What you are asked to do |
Return the lines from the one containing "If you could point to the snow patch" through the end of the data items, copied word for word.

Data items |
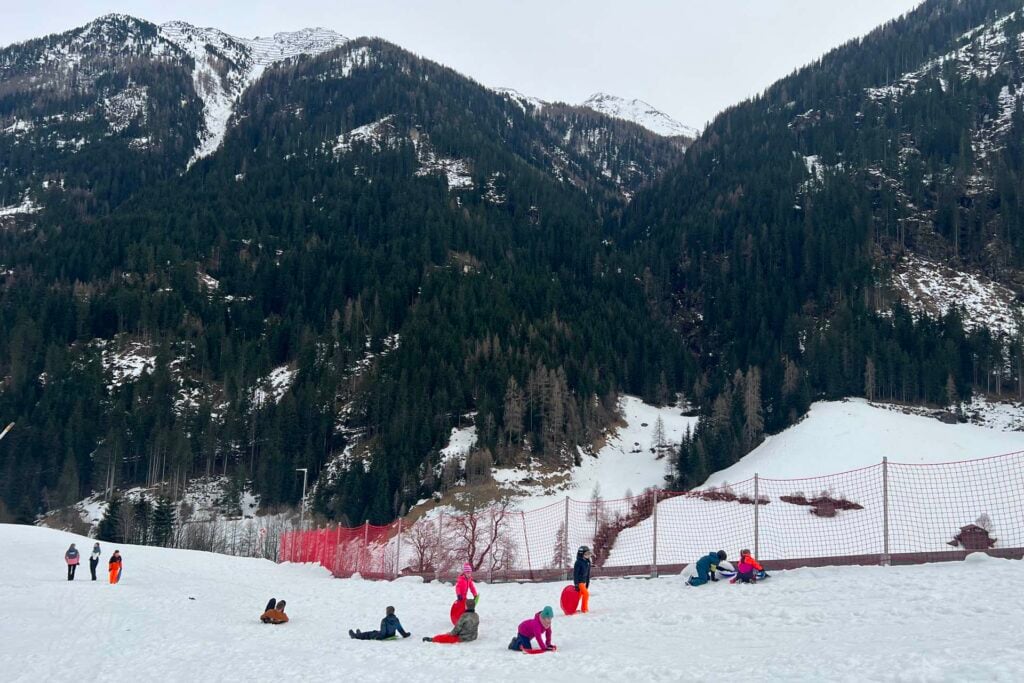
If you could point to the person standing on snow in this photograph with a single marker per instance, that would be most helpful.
(707, 566)
(581, 577)
(465, 585)
(71, 557)
(94, 561)
(115, 566)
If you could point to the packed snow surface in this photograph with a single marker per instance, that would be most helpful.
(843, 435)
(183, 615)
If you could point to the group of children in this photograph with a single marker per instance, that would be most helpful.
(539, 627)
(72, 559)
(748, 569)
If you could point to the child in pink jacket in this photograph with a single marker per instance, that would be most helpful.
(465, 585)
(538, 629)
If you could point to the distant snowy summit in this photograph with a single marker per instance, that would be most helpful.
(634, 111)
(639, 113)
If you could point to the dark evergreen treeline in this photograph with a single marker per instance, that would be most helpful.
(782, 224)
(506, 299)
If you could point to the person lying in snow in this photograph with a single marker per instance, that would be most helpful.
(707, 566)
(748, 569)
(274, 612)
(389, 626)
(465, 630)
(538, 629)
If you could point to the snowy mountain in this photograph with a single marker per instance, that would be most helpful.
(224, 66)
(640, 113)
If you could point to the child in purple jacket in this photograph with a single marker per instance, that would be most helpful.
(538, 629)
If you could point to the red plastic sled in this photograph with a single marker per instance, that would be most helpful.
(458, 607)
(570, 600)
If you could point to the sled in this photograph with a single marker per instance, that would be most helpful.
(569, 600)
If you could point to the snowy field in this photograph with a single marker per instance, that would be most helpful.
(183, 615)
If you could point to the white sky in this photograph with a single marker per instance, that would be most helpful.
(689, 58)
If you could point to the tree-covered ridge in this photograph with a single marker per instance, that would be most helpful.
(364, 202)
(781, 225)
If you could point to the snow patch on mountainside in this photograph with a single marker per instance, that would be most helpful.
(931, 288)
(225, 66)
(639, 113)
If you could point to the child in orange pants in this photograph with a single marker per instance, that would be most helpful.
(581, 577)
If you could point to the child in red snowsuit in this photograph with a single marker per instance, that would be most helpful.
(748, 569)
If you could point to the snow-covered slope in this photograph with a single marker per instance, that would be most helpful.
(837, 436)
(225, 66)
(181, 615)
(640, 113)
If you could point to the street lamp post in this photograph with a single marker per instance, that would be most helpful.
(302, 509)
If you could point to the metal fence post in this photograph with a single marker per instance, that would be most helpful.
(565, 542)
(491, 564)
(653, 558)
(366, 546)
(397, 552)
(437, 549)
(757, 511)
(886, 558)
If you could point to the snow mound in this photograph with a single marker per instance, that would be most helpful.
(170, 605)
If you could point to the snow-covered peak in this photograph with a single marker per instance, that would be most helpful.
(639, 113)
(248, 57)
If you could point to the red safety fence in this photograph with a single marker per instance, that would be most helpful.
(886, 513)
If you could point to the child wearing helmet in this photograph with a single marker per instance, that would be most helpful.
(707, 566)
(538, 629)
(581, 577)
(464, 586)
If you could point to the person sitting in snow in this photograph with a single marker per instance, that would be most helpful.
(581, 577)
(465, 585)
(274, 612)
(465, 630)
(389, 626)
(538, 629)
(114, 566)
(748, 569)
(707, 566)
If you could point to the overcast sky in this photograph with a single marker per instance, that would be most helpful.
(689, 58)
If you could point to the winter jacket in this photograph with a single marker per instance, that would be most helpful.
(750, 560)
(534, 629)
(273, 616)
(464, 587)
(390, 626)
(708, 564)
(581, 571)
(467, 627)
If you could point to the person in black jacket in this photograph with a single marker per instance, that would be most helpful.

Output of the task |
If you could point to the snow patch on mountainside in this photograph with a single marker per instance, that would be most helpful.
(931, 288)
(225, 66)
(639, 113)
If you could point to the child in orange pants in this photograph with a single marker per instance, that would be most helpful.
(581, 577)
If you could point to the child in red snowsuit in this photograph with a single marker per instance, that would be most helpful.
(748, 569)
If you could point to the snow-covered slope in this photograph with a single marker per instance, that would be most helpful.
(837, 436)
(225, 66)
(181, 615)
(640, 113)
If you could point to the street lamp post in this photograph with a single marker per instance, that would be most helpful.
(302, 509)
If you could point to the metal fence post in this photograph with a single marker per instance, that would be most helpful.
(565, 542)
(491, 564)
(653, 558)
(366, 546)
(397, 552)
(437, 549)
(757, 511)
(886, 558)
If you could point to the snow mound in this photograph with a single marker per instance, that would be most helpful.
(170, 605)
If you could point to the snow-covered peak in this photograph with a single marker per instance, that would be most helpful.
(639, 113)
(248, 57)
If you could point to the red safety fence in this photograph with a single marker per instance, that would be most helpful.
(886, 513)
If you could point to the child wearing helmet in this photograph with a single marker per instance, that would be most helpful.
(707, 566)
(538, 629)
(581, 577)
(464, 586)
If you could point to the person sitting in snow in this photograph with a single marker per instance, that would be most helpful.
(581, 577)
(465, 585)
(274, 612)
(465, 630)
(389, 626)
(538, 629)
(114, 566)
(748, 569)
(707, 566)
If you could point to the overcast sky in this photograph with a single marker per instance, that would be most helpful.
(689, 58)
If you could point to the winter jacket in this photograph with a single marker per instance, that would be most helpful.
(750, 560)
(534, 629)
(273, 616)
(464, 587)
(390, 626)
(708, 564)
(581, 571)
(467, 627)
If you could point to the person in black jacket in this photograph with a single marker per instance, that would be most helpful.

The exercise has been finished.